Stated goal
Find the line containing "Q: Outline the white car". Return it and every line after it, unchanged, up to and including the last line.

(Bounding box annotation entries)

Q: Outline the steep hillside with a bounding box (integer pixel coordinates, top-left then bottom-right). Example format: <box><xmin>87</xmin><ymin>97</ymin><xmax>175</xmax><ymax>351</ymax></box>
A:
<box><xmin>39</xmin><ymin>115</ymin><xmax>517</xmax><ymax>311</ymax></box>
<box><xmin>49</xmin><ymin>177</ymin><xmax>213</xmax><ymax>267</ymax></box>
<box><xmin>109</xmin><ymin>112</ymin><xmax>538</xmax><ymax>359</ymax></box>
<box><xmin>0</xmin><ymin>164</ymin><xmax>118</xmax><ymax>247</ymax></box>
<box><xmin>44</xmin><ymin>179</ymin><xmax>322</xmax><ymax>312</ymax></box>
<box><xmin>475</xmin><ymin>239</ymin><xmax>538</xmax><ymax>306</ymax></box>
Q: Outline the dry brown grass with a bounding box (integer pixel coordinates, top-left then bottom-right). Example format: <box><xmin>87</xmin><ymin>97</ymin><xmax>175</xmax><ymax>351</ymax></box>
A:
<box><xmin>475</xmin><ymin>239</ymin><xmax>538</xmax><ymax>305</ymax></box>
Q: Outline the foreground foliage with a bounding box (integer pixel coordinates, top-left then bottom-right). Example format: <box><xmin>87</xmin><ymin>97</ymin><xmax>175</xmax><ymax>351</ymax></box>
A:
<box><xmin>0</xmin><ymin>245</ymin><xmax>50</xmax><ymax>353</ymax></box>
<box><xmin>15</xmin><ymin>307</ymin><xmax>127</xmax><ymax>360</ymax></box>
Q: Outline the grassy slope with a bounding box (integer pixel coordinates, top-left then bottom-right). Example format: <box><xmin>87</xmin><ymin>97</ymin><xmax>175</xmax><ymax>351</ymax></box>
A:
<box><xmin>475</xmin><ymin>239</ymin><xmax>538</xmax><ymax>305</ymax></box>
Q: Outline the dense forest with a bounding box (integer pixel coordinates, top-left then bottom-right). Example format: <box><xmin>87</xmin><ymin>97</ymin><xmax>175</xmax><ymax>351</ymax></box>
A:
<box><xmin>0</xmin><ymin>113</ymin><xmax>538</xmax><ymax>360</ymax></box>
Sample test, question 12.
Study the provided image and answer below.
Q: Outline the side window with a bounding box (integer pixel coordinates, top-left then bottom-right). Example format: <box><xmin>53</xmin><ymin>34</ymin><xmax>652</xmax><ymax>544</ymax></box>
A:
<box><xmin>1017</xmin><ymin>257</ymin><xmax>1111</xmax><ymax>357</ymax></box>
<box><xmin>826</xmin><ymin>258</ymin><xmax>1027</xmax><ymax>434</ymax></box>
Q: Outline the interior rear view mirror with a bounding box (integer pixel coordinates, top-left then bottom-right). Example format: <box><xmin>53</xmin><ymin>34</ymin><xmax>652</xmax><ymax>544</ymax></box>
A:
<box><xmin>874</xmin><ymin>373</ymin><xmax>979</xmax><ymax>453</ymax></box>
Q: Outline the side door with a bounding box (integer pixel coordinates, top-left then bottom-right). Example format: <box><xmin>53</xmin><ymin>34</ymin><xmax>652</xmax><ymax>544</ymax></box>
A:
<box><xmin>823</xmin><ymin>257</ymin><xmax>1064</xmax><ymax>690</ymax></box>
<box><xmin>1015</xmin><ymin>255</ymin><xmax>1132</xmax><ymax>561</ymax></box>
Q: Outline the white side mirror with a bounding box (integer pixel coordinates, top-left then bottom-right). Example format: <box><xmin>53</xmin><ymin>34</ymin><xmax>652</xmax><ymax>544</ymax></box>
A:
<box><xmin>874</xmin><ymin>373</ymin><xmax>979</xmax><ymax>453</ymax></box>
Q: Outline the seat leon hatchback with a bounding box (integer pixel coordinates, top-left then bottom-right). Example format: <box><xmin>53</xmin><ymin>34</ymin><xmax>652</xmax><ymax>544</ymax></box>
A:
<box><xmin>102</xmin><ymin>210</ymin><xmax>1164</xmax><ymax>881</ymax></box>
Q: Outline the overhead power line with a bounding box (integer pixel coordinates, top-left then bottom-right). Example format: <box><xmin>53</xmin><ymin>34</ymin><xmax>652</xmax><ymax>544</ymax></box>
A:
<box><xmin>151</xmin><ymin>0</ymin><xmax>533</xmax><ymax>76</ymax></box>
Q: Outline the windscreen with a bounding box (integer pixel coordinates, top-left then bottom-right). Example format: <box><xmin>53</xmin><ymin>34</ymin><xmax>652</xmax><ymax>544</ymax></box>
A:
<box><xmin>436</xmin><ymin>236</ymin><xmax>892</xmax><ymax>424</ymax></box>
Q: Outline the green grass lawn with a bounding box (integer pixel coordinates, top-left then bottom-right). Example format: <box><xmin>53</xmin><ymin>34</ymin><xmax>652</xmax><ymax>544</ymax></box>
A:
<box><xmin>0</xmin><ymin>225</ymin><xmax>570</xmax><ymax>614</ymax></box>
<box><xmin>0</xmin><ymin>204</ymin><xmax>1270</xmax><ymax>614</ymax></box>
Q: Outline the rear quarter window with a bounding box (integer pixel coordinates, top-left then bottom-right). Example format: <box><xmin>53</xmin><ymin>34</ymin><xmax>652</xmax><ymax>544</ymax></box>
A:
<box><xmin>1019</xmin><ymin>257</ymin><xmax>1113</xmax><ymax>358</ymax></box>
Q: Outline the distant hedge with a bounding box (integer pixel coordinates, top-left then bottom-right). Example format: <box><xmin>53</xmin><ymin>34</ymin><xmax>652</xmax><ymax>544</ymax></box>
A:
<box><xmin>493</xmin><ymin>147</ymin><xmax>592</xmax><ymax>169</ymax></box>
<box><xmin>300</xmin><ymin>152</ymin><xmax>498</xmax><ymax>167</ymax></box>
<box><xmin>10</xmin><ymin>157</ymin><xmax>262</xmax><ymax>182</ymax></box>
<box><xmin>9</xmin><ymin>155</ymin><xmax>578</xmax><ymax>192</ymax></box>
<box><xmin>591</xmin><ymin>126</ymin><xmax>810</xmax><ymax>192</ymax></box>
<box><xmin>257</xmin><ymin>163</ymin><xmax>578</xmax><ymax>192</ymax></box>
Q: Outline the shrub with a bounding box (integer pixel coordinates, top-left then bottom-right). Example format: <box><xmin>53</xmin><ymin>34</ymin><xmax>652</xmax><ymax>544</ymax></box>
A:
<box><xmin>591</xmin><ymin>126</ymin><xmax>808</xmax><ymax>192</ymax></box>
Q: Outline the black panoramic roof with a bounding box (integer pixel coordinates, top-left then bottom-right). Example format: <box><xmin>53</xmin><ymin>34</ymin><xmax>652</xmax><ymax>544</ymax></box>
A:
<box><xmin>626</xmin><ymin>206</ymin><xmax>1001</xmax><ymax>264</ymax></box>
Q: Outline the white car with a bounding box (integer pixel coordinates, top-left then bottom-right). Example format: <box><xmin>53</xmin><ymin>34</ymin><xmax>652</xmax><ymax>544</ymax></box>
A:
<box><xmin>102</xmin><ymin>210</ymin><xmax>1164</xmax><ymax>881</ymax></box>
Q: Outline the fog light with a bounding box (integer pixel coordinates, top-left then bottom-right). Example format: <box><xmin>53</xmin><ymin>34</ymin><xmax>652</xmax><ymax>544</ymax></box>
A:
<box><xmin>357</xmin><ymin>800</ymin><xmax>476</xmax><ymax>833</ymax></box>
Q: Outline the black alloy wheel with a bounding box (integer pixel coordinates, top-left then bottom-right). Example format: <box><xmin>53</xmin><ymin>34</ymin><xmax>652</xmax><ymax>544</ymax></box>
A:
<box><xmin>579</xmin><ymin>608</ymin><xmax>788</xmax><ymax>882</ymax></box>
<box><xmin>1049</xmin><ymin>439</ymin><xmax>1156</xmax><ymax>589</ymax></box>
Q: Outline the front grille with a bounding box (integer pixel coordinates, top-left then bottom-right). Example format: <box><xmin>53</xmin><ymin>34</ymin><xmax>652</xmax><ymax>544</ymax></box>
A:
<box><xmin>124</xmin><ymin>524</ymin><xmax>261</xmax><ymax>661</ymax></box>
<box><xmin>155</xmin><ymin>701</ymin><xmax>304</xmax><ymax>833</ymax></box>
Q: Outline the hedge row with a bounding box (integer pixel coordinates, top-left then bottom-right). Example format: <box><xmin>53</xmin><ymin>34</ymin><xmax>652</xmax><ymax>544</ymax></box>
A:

Result below
Q: Outline the white car with a bounding box (integer pixel coordinates, top-left then bottom-right). Example format: <box><xmin>53</xmin><ymin>34</ymin><xmax>652</xmax><ymax>544</ymax></box>
A:
<box><xmin>102</xmin><ymin>210</ymin><xmax>1164</xmax><ymax>881</ymax></box>
Q: Outline the fog light with a bounding box (integer pixel coordinates, top-left then bottom-right). Example format: <box><xmin>53</xmin><ymin>34</ymin><xmax>652</xmax><ymax>544</ymax></box>
A:
<box><xmin>357</xmin><ymin>800</ymin><xmax>476</xmax><ymax>833</ymax></box>
Q: Outline the black alloy wheel with a bounding box (integer pixel coordinates, top-left then bottom-right). Example format: <box><xmin>53</xmin><ymin>34</ymin><xmax>652</xmax><ymax>544</ymax></box>
A:
<box><xmin>579</xmin><ymin>608</ymin><xmax>788</xmax><ymax>882</ymax></box>
<box><xmin>1049</xmin><ymin>439</ymin><xmax>1156</xmax><ymax>589</ymax></box>
Q: Outline the front grille with a bounding box (integer pixel coordinates, top-left then bottom-right). Example format: <box><xmin>53</xmin><ymin>34</ymin><xmax>652</xmax><ymax>544</ymax></box>
A:
<box><xmin>124</xmin><ymin>524</ymin><xmax>261</xmax><ymax>661</ymax></box>
<box><xmin>155</xmin><ymin>701</ymin><xmax>304</xmax><ymax>833</ymax></box>
Q: Outline the hedge row with a bounding box (integer pixel coordinates, top-left then bottom-right). Example format: <box><xmin>53</xmin><ymin>34</ymin><xmax>652</xmax><ymax>544</ymax></box>
A:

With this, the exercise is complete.